--- Start of Exercise data ---

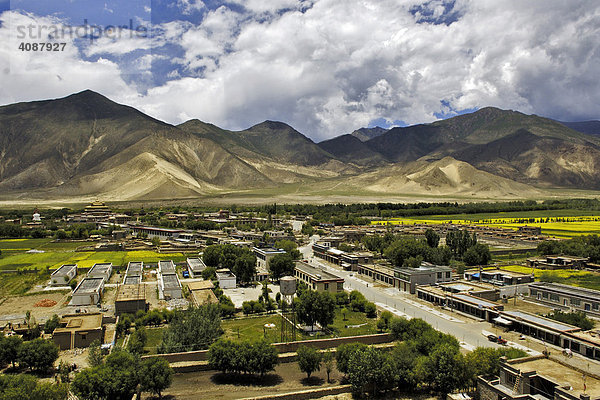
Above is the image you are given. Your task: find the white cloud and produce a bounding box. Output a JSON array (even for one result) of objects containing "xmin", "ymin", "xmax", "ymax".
[{"xmin": 0, "ymin": 0, "xmax": 600, "ymax": 139}]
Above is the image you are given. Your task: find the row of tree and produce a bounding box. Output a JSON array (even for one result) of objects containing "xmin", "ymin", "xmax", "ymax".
[{"xmin": 208, "ymin": 340, "xmax": 279, "ymax": 376}]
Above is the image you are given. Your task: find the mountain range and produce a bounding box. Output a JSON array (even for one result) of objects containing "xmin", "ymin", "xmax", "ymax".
[{"xmin": 0, "ymin": 90, "xmax": 600, "ymax": 200}]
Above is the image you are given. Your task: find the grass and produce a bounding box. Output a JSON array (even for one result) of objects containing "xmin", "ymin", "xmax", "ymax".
[
  {"xmin": 144, "ymin": 327, "xmax": 167, "ymax": 354},
  {"xmin": 0, "ymin": 274, "xmax": 48, "ymax": 297},
  {"xmin": 372, "ymin": 210, "xmax": 600, "ymax": 238},
  {"xmin": 502, "ymin": 265, "xmax": 600, "ymax": 290}
]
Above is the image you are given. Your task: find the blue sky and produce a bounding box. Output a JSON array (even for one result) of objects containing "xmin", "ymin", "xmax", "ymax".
[{"xmin": 0, "ymin": 0, "xmax": 600, "ymax": 140}]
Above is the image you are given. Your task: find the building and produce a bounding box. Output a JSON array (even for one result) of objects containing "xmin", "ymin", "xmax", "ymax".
[
  {"xmin": 527, "ymin": 256, "xmax": 590, "ymax": 269},
  {"xmin": 50, "ymin": 264, "xmax": 77, "ymax": 286},
  {"xmin": 217, "ymin": 268, "xmax": 237, "ymax": 289},
  {"xmin": 464, "ymin": 268, "xmax": 535, "ymax": 286},
  {"xmin": 158, "ymin": 274, "xmax": 183, "ymax": 300},
  {"xmin": 294, "ymin": 261, "xmax": 344, "ymax": 293},
  {"xmin": 252, "ymin": 247, "xmax": 285, "ymax": 270},
  {"xmin": 416, "ymin": 286, "xmax": 504, "ymax": 322},
  {"xmin": 394, "ymin": 263, "xmax": 452, "ymax": 294},
  {"xmin": 130, "ymin": 225, "xmax": 185, "ymax": 240},
  {"xmin": 87, "ymin": 263, "xmax": 112, "ymax": 282},
  {"xmin": 529, "ymin": 282, "xmax": 600, "ymax": 316},
  {"xmin": 69, "ymin": 278, "xmax": 105, "ymax": 306},
  {"xmin": 123, "ymin": 261, "xmax": 144, "ymax": 285},
  {"xmin": 115, "ymin": 283, "xmax": 149, "ymax": 316},
  {"xmin": 52, "ymin": 313, "xmax": 104, "ymax": 350},
  {"xmin": 186, "ymin": 280, "xmax": 219, "ymax": 307},
  {"xmin": 477, "ymin": 356, "xmax": 600, "ymax": 400},
  {"xmin": 185, "ymin": 258, "xmax": 206, "ymax": 278},
  {"xmin": 158, "ymin": 260, "xmax": 176, "ymax": 275}
]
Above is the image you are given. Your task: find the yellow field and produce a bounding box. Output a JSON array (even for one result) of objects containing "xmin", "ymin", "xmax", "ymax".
[{"xmin": 371, "ymin": 215, "xmax": 600, "ymax": 238}]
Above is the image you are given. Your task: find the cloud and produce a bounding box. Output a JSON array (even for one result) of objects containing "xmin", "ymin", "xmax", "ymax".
[{"xmin": 0, "ymin": 0, "xmax": 600, "ymax": 140}]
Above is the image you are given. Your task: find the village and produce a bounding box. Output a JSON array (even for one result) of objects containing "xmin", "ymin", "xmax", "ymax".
[{"xmin": 0, "ymin": 202, "xmax": 600, "ymax": 400}]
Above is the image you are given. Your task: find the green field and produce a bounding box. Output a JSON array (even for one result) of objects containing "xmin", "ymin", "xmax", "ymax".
[
  {"xmin": 0, "ymin": 239, "xmax": 191, "ymax": 270},
  {"xmin": 372, "ymin": 210, "xmax": 600, "ymax": 238}
]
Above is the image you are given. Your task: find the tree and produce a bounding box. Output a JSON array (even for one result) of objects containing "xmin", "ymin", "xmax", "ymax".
[
  {"xmin": 232, "ymin": 249, "xmax": 256, "ymax": 283},
  {"xmin": 0, "ymin": 336, "xmax": 23, "ymax": 368},
  {"xmin": 425, "ymin": 229, "xmax": 440, "ymax": 247},
  {"xmin": 269, "ymin": 254, "xmax": 294, "ymax": 279},
  {"xmin": 0, "ymin": 374, "xmax": 69, "ymax": 400},
  {"xmin": 159, "ymin": 304, "xmax": 222, "ymax": 353},
  {"xmin": 295, "ymin": 290, "xmax": 335, "ymax": 328},
  {"xmin": 140, "ymin": 357, "xmax": 173, "ymax": 399},
  {"xmin": 127, "ymin": 324, "xmax": 148, "ymax": 355},
  {"xmin": 297, "ymin": 346, "xmax": 323, "ymax": 378},
  {"xmin": 18, "ymin": 338, "xmax": 58, "ymax": 371},
  {"xmin": 323, "ymin": 349, "xmax": 335, "ymax": 383},
  {"xmin": 463, "ymin": 244, "xmax": 492, "ymax": 265},
  {"xmin": 88, "ymin": 339, "xmax": 104, "ymax": 367},
  {"xmin": 418, "ymin": 344, "xmax": 466, "ymax": 395},
  {"xmin": 335, "ymin": 342, "xmax": 367, "ymax": 374},
  {"xmin": 44, "ymin": 314, "xmax": 60, "ymax": 334}
]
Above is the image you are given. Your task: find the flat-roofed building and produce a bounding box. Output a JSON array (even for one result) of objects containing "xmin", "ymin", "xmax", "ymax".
[
  {"xmin": 394, "ymin": 263, "xmax": 452, "ymax": 294},
  {"xmin": 252, "ymin": 247, "xmax": 285, "ymax": 271},
  {"xmin": 158, "ymin": 274, "xmax": 183, "ymax": 300},
  {"xmin": 50, "ymin": 264, "xmax": 77, "ymax": 286},
  {"xmin": 52, "ymin": 313, "xmax": 104, "ymax": 350},
  {"xmin": 477, "ymin": 356, "xmax": 600, "ymax": 400},
  {"xmin": 464, "ymin": 268, "xmax": 534, "ymax": 286},
  {"xmin": 115, "ymin": 283, "xmax": 149, "ymax": 316},
  {"xmin": 294, "ymin": 261, "xmax": 344, "ymax": 293},
  {"xmin": 158, "ymin": 260, "xmax": 176, "ymax": 274},
  {"xmin": 185, "ymin": 258, "xmax": 206, "ymax": 278},
  {"xmin": 87, "ymin": 263, "xmax": 112, "ymax": 282},
  {"xmin": 529, "ymin": 282, "xmax": 600, "ymax": 316},
  {"xmin": 527, "ymin": 255, "xmax": 590, "ymax": 270},
  {"xmin": 217, "ymin": 268, "xmax": 237, "ymax": 289},
  {"xmin": 69, "ymin": 277, "xmax": 105, "ymax": 306},
  {"xmin": 416, "ymin": 286, "xmax": 504, "ymax": 322}
]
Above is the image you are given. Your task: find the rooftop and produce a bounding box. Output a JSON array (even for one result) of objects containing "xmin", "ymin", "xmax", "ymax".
[
  {"xmin": 88, "ymin": 263, "xmax": 112, "ymax": 277},
  {"xmin": 186, "ymin": 281, "xmax": 215, "ymax": 292},
  {"xmin": 187, "ymin": 258, "xmax": 206, "ymax": 271},
  {"xmin": 502, "ymin": 311, "xmax": 579, "ymax": 332},
  {"xmin": 54, "ymin": 313, "xmax": 102, "ymax": 333},
  {"xmin": 162, "ymin": 274, "xmax": 181, "ymax": 289},
  {"xmin": 529, "ymin": 282, "xmax": 600, "ymax": 301},
  {"xmin": 296, "ymin": 261, "xmax": 344, "ymax": 282},
  {"xmin": 158, "ymin": 260, "xmax": 175, "ymax": 274},
  {"xmin": 52, "ymin": 264, "xmax": 77, "ymax": 276},
  {"xmin": 115, "ymin": 284, "xmax": 146, "ymax": 302},
  {"xmin": 74, "ymin": 277, "xmax": 104, "ymax": 294},
  {"xmin": 511, "ymin": 358, "xmax": 600, "ymax": 399}
]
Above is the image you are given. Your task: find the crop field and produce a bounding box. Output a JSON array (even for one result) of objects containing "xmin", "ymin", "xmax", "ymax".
[
  {"xmin": 502, "ymin": 265, "xmax": 600, "ymax": 290},
  {"xmin": 0, "ymin": 239, "xmax": 186, "ymax": 270},
  {"xmin": 371, "ymin": 210, "xmax": 600, "ymax": 238}
]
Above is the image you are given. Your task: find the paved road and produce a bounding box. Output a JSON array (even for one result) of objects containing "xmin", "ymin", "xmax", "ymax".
[{"xmin": 299, "ymin": 236, "xmax": 501, "ymax": 348}]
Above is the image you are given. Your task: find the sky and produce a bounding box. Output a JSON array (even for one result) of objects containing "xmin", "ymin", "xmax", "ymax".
[{"xmin": 0, "ymin": 0, "xmax": 600, "ymax": 141}]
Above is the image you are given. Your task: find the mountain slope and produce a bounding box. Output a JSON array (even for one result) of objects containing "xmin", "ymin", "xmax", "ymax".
[
  {"xmin": 351, "ymin": 126, "xmax": 388, "ymax": 142},
  {"xmin": 319, "ymin": 135, "xmax": 386, "ymax": 166}
]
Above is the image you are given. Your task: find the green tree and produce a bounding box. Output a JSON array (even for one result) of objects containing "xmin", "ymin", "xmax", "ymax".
[
  {"xmin": 335, "ymin": 342, "xmax": 367, "ymax": 374},
  {"xmin": 0, "ymin": 336, "xmax": 23, "ymax": 368},
  {"xmin": 140, "ymin": 357, "xmax": 173, "ymax": 399},
  {"xmin": 88, "ymin": 339, "xmax": 104, "ymax": 367},
  {"xmin": 159, "ymin": 304, "xmax": 222, "ymax": 353},
  {"xmin": 269, "ymin": 254, "xmax": 295, "ymax": 279},
  {"xmin": 295, "ymin": 290, "xmax": 335, "ymax": 328},
  {"xmin": 323, "ymin": 349, "xmax": 335, "ymax": 383},
  {"xmin": 297, "ymin": 345, "xmax": 323, "ymax": 378},
  {"xmin": 18, "ymin": 338, "xmax": 58, "ymax": 371},
  {"xmin": 425, "ymin": 229, "xmax": 440, "ymax": 247}
]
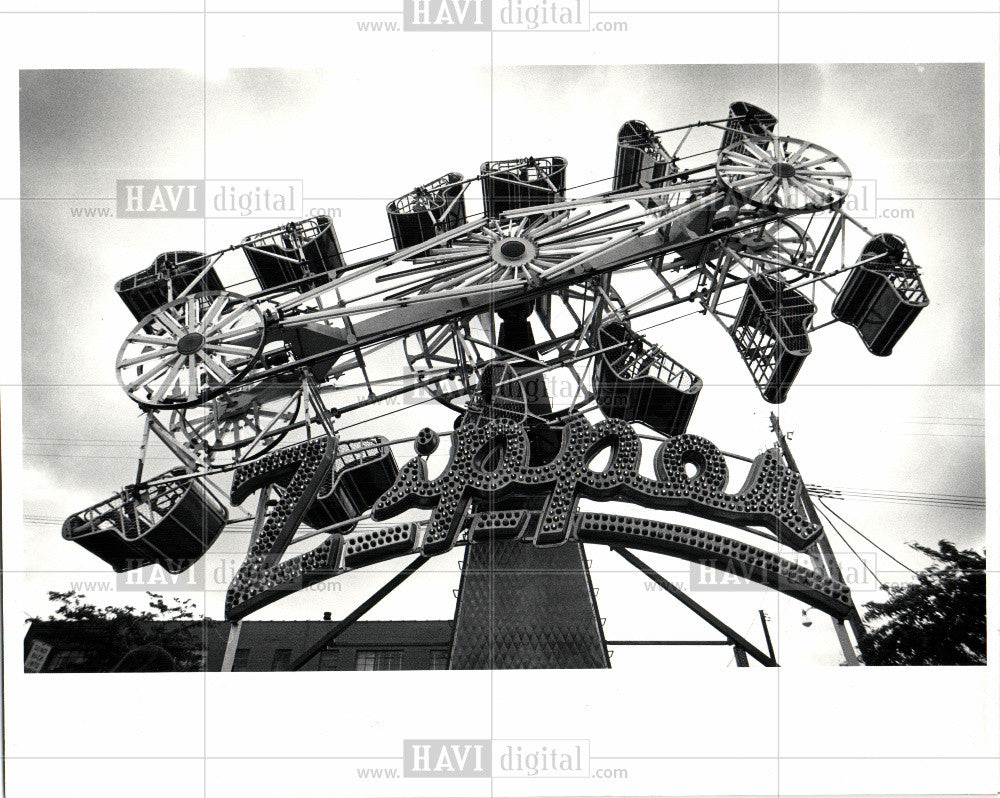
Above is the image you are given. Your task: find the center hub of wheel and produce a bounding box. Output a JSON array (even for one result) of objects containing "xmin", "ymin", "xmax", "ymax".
[
  {"xmin": 500, "ymin": 240, "xmax": 526, "ymax": 260},
  {"xmin": 490, "ymin": 236, "xmax": 538, "ymax": 266},
  {"xmin": 771, "ymin": 161, "xmax": 795, "ymax": 178},
  {"xmin": 177, "ymin": 333, "xmax": 205, "ymax": 355}
]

--- End of Exercise data ---

### Set exercise
Arrange the stretch of rows above, from the line containing "the green tree" through the end of the rows, as a numbered list with blank lines left out. Leave the pictures out of your answer.

### Written answer
1. Above is the image you are given. Your task: find the green tree and produce a bounding box. Output a JSON array (even for one result) of objects containing "xmin", "ymin", "xmax", "ymax".
2. [
3.   {"xmin": 335, "ymin": 342, "xmax": 367, "ymax": 374},
4.   {"xmin": 0, "ymin": 336, "xmax": 23, "ymax": 368},
5.   {"xmin": 140, "ymin": 357, "xmax": 173, "ymax": 399},
6.   {"xmin": 88, "ymin": 339, "xmax": 104, "ymax": 367},
7.   {"xmin": 159, "ymin": 304, "xmax": 222, "ymax": 353},
8.   {"xmin": 269, "ymin": 254, "xmax": 295, "ymax": 279},
9.   {"xmin": 295, "ymin": 290, "xmax": 335, "ymax": 328},
10.   {"xmin": 323, "ymin": 349, "xmax": 335, "ymax": 383},
11.   {"xmin": 297, "ymin": 345, "xmax": 323, "ymax": 378},
12.   {"xmin": 18, "ymin": 338, "xmax": 58, "ymax": 371},
13.   {"xmin": 425, "ymin": 229, "xmax": 440, "ymax": 247}
14. ]
15. Above is the image you are given. Your task: find the center hub of wheel and produce a bounding box. Output a JSON array (even for one result) of objects containing "xmin", "ymin", "xmax", "ymax".
16. [
17.   {"xmin": 500, "ymin": 240, "xmax": 526, "ymax": 260},
18.   {"xmin": 490, "ymin": 236, "xmax": 538, "ymax": 266},
19.   {"xmin": 771, "ymin": 161, "xmax": 795, "ymax": 178},
20.   {"xmin": 177, "ymin": 333, "xmax": 205, "ymax": 355}
21. ]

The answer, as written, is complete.